(Object-pointing dataset rows)
-------------------------
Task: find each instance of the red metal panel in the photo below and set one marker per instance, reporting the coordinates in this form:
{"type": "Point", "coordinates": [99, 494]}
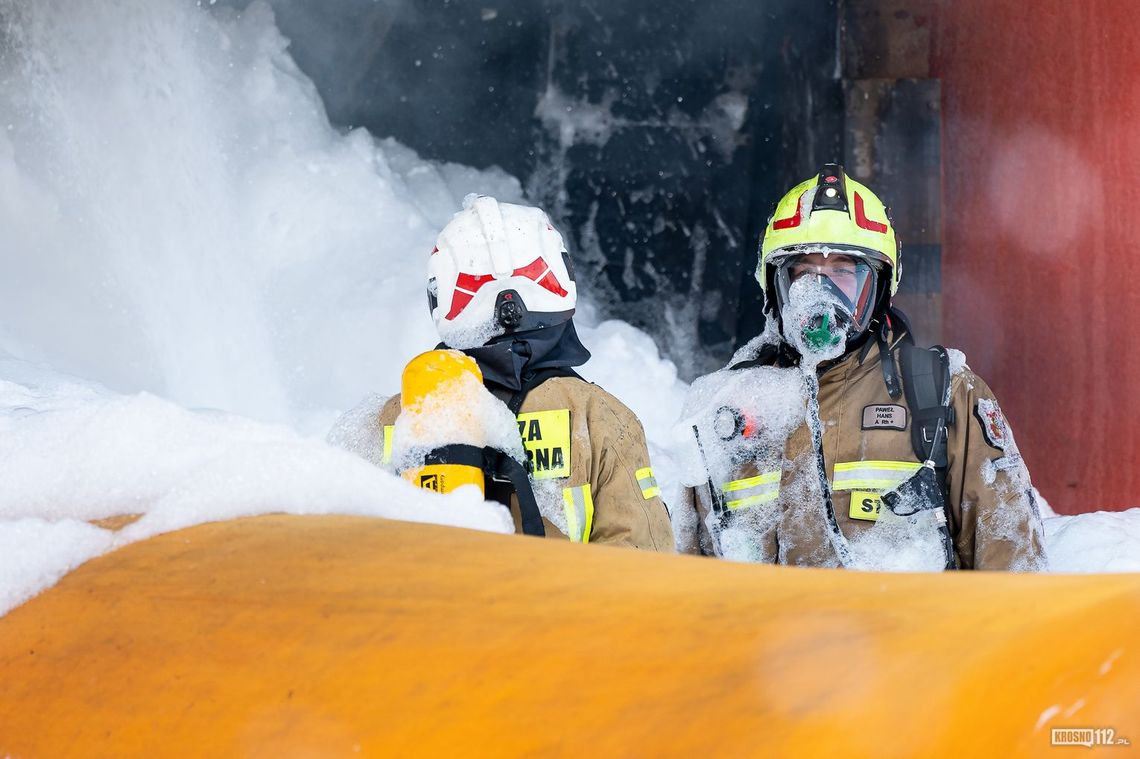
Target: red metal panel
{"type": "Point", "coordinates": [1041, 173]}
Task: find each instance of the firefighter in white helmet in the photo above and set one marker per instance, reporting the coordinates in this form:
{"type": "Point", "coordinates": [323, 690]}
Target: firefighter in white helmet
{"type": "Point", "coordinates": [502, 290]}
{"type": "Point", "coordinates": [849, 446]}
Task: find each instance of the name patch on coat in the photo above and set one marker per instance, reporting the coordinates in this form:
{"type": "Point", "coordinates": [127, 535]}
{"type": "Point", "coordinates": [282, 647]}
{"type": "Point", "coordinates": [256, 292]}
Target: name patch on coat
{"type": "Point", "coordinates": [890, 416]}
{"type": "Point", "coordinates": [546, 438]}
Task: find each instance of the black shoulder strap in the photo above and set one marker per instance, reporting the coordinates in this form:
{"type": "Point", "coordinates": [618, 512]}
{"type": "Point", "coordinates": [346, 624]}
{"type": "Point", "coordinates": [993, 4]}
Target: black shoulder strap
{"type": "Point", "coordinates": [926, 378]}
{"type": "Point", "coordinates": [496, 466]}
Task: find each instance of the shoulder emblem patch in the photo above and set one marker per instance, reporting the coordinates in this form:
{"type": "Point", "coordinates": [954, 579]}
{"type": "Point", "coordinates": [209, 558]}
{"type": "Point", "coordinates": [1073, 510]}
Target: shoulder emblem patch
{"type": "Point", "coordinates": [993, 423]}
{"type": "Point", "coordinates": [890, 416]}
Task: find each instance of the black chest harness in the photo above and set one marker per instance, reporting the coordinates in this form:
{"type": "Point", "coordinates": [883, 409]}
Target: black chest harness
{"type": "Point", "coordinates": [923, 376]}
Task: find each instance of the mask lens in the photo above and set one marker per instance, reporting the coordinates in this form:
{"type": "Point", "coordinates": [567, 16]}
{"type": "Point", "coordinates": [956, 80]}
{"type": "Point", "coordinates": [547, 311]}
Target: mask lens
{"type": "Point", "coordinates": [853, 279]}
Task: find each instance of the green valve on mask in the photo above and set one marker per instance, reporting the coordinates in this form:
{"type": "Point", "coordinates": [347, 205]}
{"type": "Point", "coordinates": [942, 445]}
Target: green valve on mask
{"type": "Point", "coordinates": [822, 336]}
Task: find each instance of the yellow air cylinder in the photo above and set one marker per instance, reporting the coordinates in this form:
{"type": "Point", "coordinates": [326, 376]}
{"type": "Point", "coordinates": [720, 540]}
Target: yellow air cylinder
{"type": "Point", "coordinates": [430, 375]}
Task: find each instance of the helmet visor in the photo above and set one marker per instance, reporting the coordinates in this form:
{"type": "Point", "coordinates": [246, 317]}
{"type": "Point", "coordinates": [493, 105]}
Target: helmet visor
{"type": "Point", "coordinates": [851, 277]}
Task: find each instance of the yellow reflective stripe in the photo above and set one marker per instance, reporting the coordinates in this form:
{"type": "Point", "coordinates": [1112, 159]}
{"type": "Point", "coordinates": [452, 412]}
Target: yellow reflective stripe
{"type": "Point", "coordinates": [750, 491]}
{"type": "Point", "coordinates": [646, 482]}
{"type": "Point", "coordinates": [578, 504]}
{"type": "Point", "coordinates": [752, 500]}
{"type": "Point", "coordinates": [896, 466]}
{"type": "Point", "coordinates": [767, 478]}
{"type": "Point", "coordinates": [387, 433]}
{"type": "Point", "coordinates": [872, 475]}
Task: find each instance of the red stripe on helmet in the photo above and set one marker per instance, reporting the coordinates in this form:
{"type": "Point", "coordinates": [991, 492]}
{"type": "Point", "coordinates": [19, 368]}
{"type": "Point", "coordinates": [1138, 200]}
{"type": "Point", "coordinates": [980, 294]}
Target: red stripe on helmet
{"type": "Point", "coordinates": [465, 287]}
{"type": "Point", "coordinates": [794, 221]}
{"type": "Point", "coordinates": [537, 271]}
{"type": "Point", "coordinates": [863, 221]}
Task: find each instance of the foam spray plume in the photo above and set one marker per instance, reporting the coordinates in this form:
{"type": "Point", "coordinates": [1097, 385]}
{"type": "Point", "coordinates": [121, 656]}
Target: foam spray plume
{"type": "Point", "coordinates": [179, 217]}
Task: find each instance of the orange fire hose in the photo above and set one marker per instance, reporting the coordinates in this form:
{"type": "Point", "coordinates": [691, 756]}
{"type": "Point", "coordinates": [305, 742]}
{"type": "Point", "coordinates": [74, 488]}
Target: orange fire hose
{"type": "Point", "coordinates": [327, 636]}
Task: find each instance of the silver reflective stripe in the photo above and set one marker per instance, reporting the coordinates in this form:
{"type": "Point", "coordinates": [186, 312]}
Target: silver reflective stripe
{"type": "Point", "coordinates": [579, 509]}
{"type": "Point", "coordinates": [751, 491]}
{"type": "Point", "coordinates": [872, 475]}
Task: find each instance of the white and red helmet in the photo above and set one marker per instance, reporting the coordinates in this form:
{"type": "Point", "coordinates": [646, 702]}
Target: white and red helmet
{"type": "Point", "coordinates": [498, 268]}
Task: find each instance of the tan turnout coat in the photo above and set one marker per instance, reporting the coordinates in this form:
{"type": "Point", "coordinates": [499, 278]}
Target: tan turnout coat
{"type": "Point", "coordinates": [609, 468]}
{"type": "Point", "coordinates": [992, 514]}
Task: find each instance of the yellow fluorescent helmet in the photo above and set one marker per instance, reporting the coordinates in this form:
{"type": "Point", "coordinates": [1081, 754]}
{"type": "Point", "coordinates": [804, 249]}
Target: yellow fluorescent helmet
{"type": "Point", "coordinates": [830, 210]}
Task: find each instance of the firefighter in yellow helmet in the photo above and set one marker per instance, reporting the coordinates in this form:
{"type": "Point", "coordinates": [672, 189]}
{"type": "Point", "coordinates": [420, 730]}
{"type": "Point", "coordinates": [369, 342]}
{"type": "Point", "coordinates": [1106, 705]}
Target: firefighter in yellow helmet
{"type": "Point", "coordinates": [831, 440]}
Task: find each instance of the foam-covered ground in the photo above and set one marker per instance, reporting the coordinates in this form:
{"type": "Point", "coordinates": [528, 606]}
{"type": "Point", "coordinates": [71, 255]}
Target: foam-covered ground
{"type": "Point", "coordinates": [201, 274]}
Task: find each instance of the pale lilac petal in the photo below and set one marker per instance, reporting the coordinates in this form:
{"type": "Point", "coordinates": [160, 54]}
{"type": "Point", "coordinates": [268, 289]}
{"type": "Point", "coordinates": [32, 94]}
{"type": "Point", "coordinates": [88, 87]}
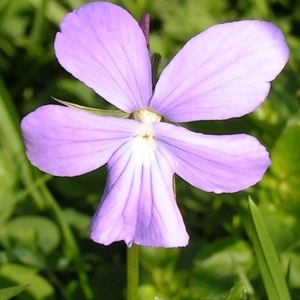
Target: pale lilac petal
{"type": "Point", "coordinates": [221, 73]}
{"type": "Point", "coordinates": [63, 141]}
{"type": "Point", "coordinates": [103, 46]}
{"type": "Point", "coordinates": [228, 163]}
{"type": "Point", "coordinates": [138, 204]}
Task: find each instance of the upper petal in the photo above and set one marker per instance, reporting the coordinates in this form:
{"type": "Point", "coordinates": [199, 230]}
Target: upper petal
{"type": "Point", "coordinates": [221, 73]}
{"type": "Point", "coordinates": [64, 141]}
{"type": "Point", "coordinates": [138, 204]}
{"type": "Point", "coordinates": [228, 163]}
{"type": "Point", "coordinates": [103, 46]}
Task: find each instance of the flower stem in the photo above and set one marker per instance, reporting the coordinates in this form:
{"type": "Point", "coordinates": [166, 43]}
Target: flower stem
-------------------------
> **Exercise task**
Recast every line of the records above as a numbered list, omitting blank lines and leaving out the pictures.

> **Result of this exercise**
1. Task: find each instance of the red metal panel in the photo below and set one marker per instance, reporting the coordinates in this form:
2. {"type": "Point", "coordinates": [99, 494]}
3. Target: red metal panel
4. {"type": "Point", "coordinates": [1041, 173]}
5. Task: find each instance of the firefighter in white helmet in the photo above and set one marker per instance, reporting the coordinates in this form:
6. {"type": "Point", "coordinates": [323, 690]}
7. Target: firefighter in white helmet
8. {"type": "Point", "coordinates": [502, 290]}
9. {"type": "Point", "coordinates": [849, 446]}
10. Task: find each instance of the name patch on coat in the photo above and set one marker per instance, reporting the coordinates in this form:
11. {"type": "Point", "coordinates": [127, 535]}
12. {"type": "Point", "coordinates": [282, 647]}
13. {"type": "Point", "coordinates": [256, 292]}
14. Target: name patch on coat
15. {"type": "Point", "coordinates": [890, 416]}
16. {"type": "Point", "coordinates": [546, 438]}
17. Task: find each instance of the black shoulder strap in the photo above and set one marker per instance, reporting the coordinates in this form:
18. {"type": "Point", "coordinates": [618, 512]}
19. {"type": "Point", "coordinates": [346, 624]}
20. {"type": "Point", "coordinates": [993, 4]}
21. Target: black shoulder strap
22. {"type": "Point", "coordinates": [926, 378]}
23. {"type": "Point", "coordinates": [496, 466]}
24. Task: find each instance of the shoulder emblem patch in the photo above and set one marker per instance, reporting the coordinates in this form:
25. {"type": "Point", "coordinates": [954, 579]}
26. {"type": "Point", "coordinates": [209, 558]}
27. {"type": "Point", "coordinates": [1073, 510]}
28. Target: shoulder emblem patch
29. {"type": "Point", "coordinates": [993, 423]}
30. {"type": "Point", "coordinates": [890, 416]}
31. Task: find each instance of the black chest harness in the photo above and set one marker per instance, reporting the coordinates in this form:
32. {"type": "Point", "coordinates": [883, 409]}
33. Target: black chest harness
34. {"type": "Point", "coordinates": [923, 376]}
35. Task: find each instance of the mask lens in the photo above and set one marker per instance, reporting the coordinates in this form:
36. {"type": "Point", "coordinates": [567, 16]}
37. {"type": "Point", "coordinates": [956, 80]}
38. {"type": "Point", "coordinates": [547, 311]}
39. Target: mask lens
40. {"type": "Point", "coordinates": [853, 279]}
41. Task: find each instance of the green valve on mask in the photo above and set one marker per instance, reporting the coordinates in this form:
42. {"type": "Point", "coordinates": [347, 205]}
43. {"type": "Point", "coordinates": [942, 445]}
44. Target: green valve on mask
45. {"type": "Point", "coordinates": [822, 336]}
46. Task: find each instance of the yellow air cylinder in the photo above and set one marker per instance, reporting the coordinates in this form:
47. {"type": "Point", "coordinates": [326, 376]}
48. {"type": "Point", "coordinates": [720, 540]}
49. Target: yellow air cylinder
50. {"type": "Point", "coordinates": [430, 375]}
51. Task: find each instance of the helmet visor in the photo above and set one marker per instance, reporting the coordinates in this form:
52. {"type": "Point", "coordinates": [246, 317]}
53. {"type": "Point", "coordinates": [493, 105]}
54. Target: helmet visor
55. {"type": "Point", "coordinates": [851, 277]}
56. Task: find each instance of the yellow reflective stripe in the photo above and set one marker per instance, reporting the coordinates in this form:
57. {"type": "Point", "coordinates": [1112, 159]}
58. {"type": "Point", "coordinates": [452, 412]}
59. Target: yellow reflective stripe
60. {"type": "Point", "coordinates": [750, 491]}
61. {"type": "Point", "coordinates": [646, 482]}
62. {"type": "Point", "coordinates": [578, 504]}
63. {"type": "Point", "coordinates": [752, 500]}
64. {"type": "Point", "coordinates": [896, 466]}
65. {"type": "Point", "coordinates": [767, 478]}
66. {"type": "Point", "coordinates": [387, 433]}
67. {"type": "Point", "coordinates": [872, 475]}
68. Task: find each instance of the red stripe on helmet in the photo above and set one marker per instance, reporting the coordinates in this form:
69. {"type": "Point", "coordinates": [991, 492]}
70. {"type": "Point", "coordinates": [19, 368]}
71. {"type": "Point", "coordinates": [1138, 200]}
72. {"type": "Point", "coordinates": [980, 294]}
73. Target: red stripe on helmet
74. {"type": "Point", "coordinates": [465, 287]}
75. {"type": "Point", "coordinates": [794, 221]}
76. {"type": "Point", "coordinates": [537, 271]}
77. {"type": "Point", "coordinates": [863, 221]}
78. Task: find each instance of the foam spray plume in the photo above and set one marker per instance, reporting the coordinates in this form:
79. {"type": "Point", "coordinates": [1097, 385]}
80. {"type": "Point", "coordinates": [121, 656]}
81. Target: foam spray plume
82. {"type": "Point", "coordinates": [179, 217]}
83. Task: find each instance of the orange fire hose in the photo above and set one marker per instance, reporting the coordinates in this form:
84. {"type": "Point", "coordinates": [691, 756]}
85. {"type": "Point", "coordinates": [305, 742]}
86. {"type": "Point", "coordinates": [74, 488]}
87. Target: orange fire hose
88. {"type": "Point", "coordinates": [327, 636]}
89. Task: find each instance of the silver reflective stripe in the photo above and set one marker per instance, reporting the coordinates in this form:
90. {"type": "Point", "coordinates": [186, 312]}
91. Target: silver reflective stripe
92. {"type": "Point", "coordinates": [579, 509]}
93. {"type": "Point", "coordinates": [751, 491]}
94. {"type": "Point", "coordinates": [872, 475]}
95. Task: find each instance of the white and red helmet in the photo above and set one marker per instance, reporting the coordinates in this form:
96. {"type": "Point", "coordinates": [646, 702]}
97. Target: white and red helmet
98. {"type": "Point", "coordinates": [498, 268]}
99. Task: find each instance of the tan turnout coat in the photo above and set one marker per instance, reporting the coordinates in this form:
100. {"type": "Point", "coordinates": [499, 278]}
101. Target: tan turnout coat
102. {"type": "Point", "coordinates": [609, 468]}
103. {"type": "Point", "coordinates": [992, 514]}
104. Task: find each instance of the yellow fluorescent helmet in the photo above and set one marker per instance, reporting the coordinates in this form:
105. {"type": "Point", "coordinates": [1081, 754]}
106. {"type": "Point", "coordinates": [804, 249]}
107. Target: yellow fluorescent helmet
108. {"type": "Point", "coordinates": [830, 210]}
109. Task: find each instance of the firefighter in yellow helmet in the photo above and set one marker per instance, reporting the coordinates in this form:
110. {"type": "Point", "coordinates": [672, 189]}
111. {"type": "Point", "coordinates": [420, 730]}
112. {"type": "Point", "coordinates": [369, 342]}
113. {"type": "Point", "coordinates": [1106, 705]}
114. Target: firefighter in yellow helmet
115. {"type": "Point", "coordinates": [831, 440]}
116. Task: find each instance of the foam-covered ground in the photo above and set one marker per instance, reporting the coordinates in this form:
117. {"type": "Point", "coordinates": [528, 606]}
118. {"type": "Point", "coordinates": [71, 255]}
119. Target: foam-covered ground
120. {"type": "Point", "coordinates": [201, 274]}
121. Task: find each instance of the pale lilac petal in the photo below and set one marker per instance, reporting the coordinates in this form:
122. {"type": "Point", "coordinates": [160, 54]}
123. {"type": "Point", "coordinates": [268, 289]}
124. {"type": "Point", "coordinates": [32, 94]}
125. {"type": "Point", "coordinates": [88, 87]}
126. Target: pale lilac petal
127. {"type": "Point", "coordinates": [221, 73]}
128. {"type": "Point", "coordinates": [63, 141]}
129. {"type": "Point", "coordinates": [103, 46]}
130. {"type": "Point", "coordinates": [228, 163]}
131. {"type": "Point", "coordinates": [138, 204]}
132. Task: find each instance of the upper petal in the photo above and set one marker per instance, reporting the coordinates in this form:
133. {"type": "Point", "coordinates": [199, 230]}
134. Target: upper petal
135. {"type": "Point", "coordinates": [221, 73]}
136. {"type": "Point", "coordinates": [64, 141]}
137. {"type": "Point", "coordinates": [138, 204]}
138. {"type": "Point", "coordinates": [228, 163]}
139. {"type": "Point", "coordinates": [103, 46]}
140. Task: find each instance of the flower stem in the photo above and set one marker per instance, reporting the coordinates in this form:
141. {"type": "Point", "coordinates": [166, 43]}
142. Target: flower stem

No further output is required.